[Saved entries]
★ ★ ★

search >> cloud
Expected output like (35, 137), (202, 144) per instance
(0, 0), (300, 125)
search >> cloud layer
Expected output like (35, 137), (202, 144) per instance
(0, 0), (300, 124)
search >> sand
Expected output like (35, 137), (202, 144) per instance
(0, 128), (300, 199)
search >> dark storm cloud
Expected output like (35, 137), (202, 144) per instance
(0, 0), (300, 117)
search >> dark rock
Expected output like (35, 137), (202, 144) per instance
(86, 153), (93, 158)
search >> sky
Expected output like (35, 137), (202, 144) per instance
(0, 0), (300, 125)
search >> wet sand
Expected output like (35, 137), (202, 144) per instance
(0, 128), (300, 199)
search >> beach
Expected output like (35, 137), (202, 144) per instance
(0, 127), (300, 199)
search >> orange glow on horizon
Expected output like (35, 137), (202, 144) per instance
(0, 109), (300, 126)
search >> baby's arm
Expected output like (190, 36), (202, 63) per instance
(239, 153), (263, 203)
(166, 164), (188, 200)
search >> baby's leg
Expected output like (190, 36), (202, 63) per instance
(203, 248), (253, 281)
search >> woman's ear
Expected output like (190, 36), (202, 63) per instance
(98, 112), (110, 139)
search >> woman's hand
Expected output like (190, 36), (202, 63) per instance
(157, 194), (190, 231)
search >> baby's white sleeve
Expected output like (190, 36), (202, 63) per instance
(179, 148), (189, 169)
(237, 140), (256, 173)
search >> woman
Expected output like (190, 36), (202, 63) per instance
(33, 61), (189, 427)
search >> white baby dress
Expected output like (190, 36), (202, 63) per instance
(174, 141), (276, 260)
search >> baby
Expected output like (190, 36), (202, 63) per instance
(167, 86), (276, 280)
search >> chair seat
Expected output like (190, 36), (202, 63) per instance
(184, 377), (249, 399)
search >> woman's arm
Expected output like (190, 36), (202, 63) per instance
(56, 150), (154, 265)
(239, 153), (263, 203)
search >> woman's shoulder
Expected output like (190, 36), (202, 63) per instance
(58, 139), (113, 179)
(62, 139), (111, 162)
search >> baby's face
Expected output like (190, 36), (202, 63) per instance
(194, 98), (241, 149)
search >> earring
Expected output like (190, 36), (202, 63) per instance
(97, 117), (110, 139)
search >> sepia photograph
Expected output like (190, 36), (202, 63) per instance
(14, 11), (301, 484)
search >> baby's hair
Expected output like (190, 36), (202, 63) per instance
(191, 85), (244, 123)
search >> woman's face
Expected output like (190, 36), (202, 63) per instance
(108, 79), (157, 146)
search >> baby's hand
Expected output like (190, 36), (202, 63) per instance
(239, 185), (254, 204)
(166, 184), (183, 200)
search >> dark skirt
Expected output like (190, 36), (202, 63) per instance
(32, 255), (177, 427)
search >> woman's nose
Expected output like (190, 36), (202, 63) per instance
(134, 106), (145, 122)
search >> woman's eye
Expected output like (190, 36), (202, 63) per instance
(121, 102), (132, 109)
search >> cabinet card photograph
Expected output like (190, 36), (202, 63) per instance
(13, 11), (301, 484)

★ ★ ★

#### Problem requirements
Extract every line in the records that contains the string "cloud". Treat uppercase and lowercase letters as different.

#### Exercise answer
search >> cloud
search >> cloud layer
search >> dark storm cloud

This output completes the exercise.